**Text segment**
* START *
Doing solid investigative market research is like peeling an onion. The more layers you peel, the more you reveal. And it also might bring tears to your eyes if you discover that your product vision is not actually unique. But, don’t you want to know what it will take to beat the competition sooner rather than after?

— Jaime Levy, Author of ‘UX Strategy

I evaluate the UX design as a set of intersections of business development and marketing. UX Designers always needs to look at the project with the eye of business owner and they have to design user experience with sales purpose. If the designer more capable than that, he/she could use different perspectives according to issue.

So, let’s clear what perspective means about competitive analysis.

If you are a business owner or business developer, competitive analysis means; an in-depth investigation and analysis of your competition allows you to asses your competitor’s strengths and weaknesses in your marketplace and helps you to choose and implement effective strategies that improve your competitive advantage.

If you are a marketer, competitive analysis means; to achieve and maintain a competitive advantage in reaching and selling to your target market, you must posses a through knowledge of your competition. A comprehensive competitive analysis an important part of marketing plan.

UX designers are responsible to achieve both these goals. They have to move according to sales purposes and sustainable brand creating processes. And they have to create customer journeys that serving this aims via screens. This is where the challenge is begin.

Well, what is competitive analysis really means? We saw that there is many descriptions according to vocational perspectives but we also saw that there is one thing that never change in descriptions. Competitive advantage.

Competitive Advantage

What competitive advantage means?

A competitive advantage is, basically, what makes an entity’s goods or services superior to all of a customer’s other choices.

To create a competitive advantage, businesses have got to be clear about these three determinants.

Benefit — What is the real benefit the product provides? It must be something that customers truly need. It must also have to offer real value.

Target Market — Businesses have got to know exactly who buys from them and how they can make customers’ life better?
* END *
**Requests**
(1) In the text on UX and competitive analysis, rewrite the paragraph beginning "If you are a business owner or business developer" as a short bulleted list that keeps its main facts.
(2) According to the text on UX and competitive analysis, what is a competitive advantage?

**Dataset extract**
* START *
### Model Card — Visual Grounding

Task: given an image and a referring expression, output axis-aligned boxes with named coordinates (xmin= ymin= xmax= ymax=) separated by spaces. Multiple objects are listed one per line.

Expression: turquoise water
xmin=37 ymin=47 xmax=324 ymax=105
* END *
**Solution list**
(1)
For a business owner or business developer, competitive analysis:
- is an in-depth investigation and analysis of the competition
- lets you assess competitors' strengths and weaknesses in your marketplace
- helps you choose and implement effective strategies that improve your competitive advantage

(2) A competitive advantage is what makes an entity's goods or services superior to all of a customer's other choices.